**What is needed:** Convert the records into a Markdown table with the columns Row and Line. Start with the line that contains "Query: red fire truck" and continue through the end of the records, giving each line a numbered row and omitting blank lines.
--- Start The data ---
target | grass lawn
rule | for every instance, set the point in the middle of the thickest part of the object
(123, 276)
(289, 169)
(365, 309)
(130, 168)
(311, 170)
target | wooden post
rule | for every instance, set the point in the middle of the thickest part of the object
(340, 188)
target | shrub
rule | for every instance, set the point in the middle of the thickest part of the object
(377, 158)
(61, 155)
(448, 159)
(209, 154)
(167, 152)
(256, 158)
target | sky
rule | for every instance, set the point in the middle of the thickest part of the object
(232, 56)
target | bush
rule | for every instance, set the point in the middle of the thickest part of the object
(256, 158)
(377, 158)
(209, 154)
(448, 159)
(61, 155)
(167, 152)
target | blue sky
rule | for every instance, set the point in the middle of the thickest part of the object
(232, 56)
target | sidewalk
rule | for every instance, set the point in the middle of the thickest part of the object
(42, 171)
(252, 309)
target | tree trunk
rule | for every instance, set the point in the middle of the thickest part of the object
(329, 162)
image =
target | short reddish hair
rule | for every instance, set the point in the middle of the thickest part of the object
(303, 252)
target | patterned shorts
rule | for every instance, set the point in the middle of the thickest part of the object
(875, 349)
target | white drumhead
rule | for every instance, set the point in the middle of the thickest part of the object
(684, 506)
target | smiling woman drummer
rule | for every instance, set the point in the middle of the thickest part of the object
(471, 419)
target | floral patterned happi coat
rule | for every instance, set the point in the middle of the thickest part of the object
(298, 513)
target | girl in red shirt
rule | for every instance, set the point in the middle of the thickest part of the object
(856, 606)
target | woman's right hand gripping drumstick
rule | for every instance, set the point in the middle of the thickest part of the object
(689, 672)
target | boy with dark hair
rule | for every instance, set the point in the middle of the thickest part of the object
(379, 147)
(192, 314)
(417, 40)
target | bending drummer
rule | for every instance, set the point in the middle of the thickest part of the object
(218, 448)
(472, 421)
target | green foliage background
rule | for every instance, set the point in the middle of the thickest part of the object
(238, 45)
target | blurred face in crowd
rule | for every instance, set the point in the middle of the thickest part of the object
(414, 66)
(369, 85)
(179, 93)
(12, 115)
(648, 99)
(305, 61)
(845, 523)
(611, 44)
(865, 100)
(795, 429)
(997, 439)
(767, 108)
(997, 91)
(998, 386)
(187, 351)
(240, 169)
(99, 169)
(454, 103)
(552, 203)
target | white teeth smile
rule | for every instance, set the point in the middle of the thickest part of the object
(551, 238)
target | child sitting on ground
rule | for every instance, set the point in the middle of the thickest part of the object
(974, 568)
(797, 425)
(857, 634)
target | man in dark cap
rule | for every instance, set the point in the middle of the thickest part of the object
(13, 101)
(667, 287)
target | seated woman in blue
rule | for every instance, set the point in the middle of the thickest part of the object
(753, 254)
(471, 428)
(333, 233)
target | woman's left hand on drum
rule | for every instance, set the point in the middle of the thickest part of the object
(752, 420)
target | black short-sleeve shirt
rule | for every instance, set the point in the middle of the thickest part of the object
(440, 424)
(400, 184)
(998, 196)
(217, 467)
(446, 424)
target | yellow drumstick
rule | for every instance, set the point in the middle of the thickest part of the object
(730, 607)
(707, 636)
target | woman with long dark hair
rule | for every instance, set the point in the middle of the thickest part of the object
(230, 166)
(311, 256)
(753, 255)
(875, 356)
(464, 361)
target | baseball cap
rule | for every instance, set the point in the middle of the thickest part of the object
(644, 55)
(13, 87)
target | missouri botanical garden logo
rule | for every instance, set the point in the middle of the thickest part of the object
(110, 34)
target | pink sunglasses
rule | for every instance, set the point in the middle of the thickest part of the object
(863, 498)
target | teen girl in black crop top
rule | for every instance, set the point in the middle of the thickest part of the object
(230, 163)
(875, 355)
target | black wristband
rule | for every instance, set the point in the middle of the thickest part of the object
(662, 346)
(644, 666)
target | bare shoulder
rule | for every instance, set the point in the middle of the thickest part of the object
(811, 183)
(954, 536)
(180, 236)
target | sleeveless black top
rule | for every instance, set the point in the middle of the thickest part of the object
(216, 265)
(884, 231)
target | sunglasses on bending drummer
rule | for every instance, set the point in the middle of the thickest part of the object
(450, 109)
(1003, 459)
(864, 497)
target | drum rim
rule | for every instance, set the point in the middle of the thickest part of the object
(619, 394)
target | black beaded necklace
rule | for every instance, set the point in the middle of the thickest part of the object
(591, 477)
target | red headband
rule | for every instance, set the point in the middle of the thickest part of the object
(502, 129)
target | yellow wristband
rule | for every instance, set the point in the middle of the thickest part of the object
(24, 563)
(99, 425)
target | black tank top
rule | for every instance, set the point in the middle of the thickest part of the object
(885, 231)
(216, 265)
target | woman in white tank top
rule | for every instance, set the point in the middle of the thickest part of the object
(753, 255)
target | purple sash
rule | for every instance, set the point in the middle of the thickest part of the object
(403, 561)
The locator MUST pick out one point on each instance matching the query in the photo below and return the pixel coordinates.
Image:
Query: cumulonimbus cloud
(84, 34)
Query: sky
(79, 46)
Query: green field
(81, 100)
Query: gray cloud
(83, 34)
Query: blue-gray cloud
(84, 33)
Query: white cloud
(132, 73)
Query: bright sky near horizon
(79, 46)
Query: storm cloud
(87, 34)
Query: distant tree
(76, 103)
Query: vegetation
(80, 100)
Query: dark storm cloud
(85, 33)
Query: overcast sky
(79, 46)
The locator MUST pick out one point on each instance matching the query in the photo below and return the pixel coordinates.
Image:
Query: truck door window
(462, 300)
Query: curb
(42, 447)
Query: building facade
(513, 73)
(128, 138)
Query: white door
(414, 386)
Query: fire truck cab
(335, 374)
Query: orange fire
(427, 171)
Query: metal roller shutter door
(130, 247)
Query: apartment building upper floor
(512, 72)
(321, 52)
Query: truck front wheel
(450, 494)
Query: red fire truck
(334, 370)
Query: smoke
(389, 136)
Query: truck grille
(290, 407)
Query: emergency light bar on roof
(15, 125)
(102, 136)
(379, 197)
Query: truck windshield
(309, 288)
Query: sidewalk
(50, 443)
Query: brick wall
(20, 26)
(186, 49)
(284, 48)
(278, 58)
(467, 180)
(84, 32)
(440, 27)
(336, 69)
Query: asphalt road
--- End The data ---
**Answer to this problem:**
| Row | Line |
|---|---|
| 1 | Query: red fire truck |
| 2 | (334, 370) |
| 3 | Query: smoke |
| 4 | (389, 136) |
| 5 | Query: truck grille |
| 6 | (290, 407) |
| 7 | Query: emergency light bar on roof |
| 8 | (15, 125) |
| 9 | (102, 136) |
| 10 | (379, 197) |
| 11 | Query: truck windshield |
| 12 | (309, 288) |
| 13 | Query: sidewalk |
| 14 | (50, 443) |
| 15 | Query: brick wall |
| 16 | (20, 26) |
| 17 | (186, 49) |
| 18 | (284, 48) |
| 19 | (278, 58) |
| 20 | (467, 180) |
| 21 | (84, 32) |
| 22 | (440, 27) |
| 23 | (336, 69) |
| 24 | Query: asphalt road |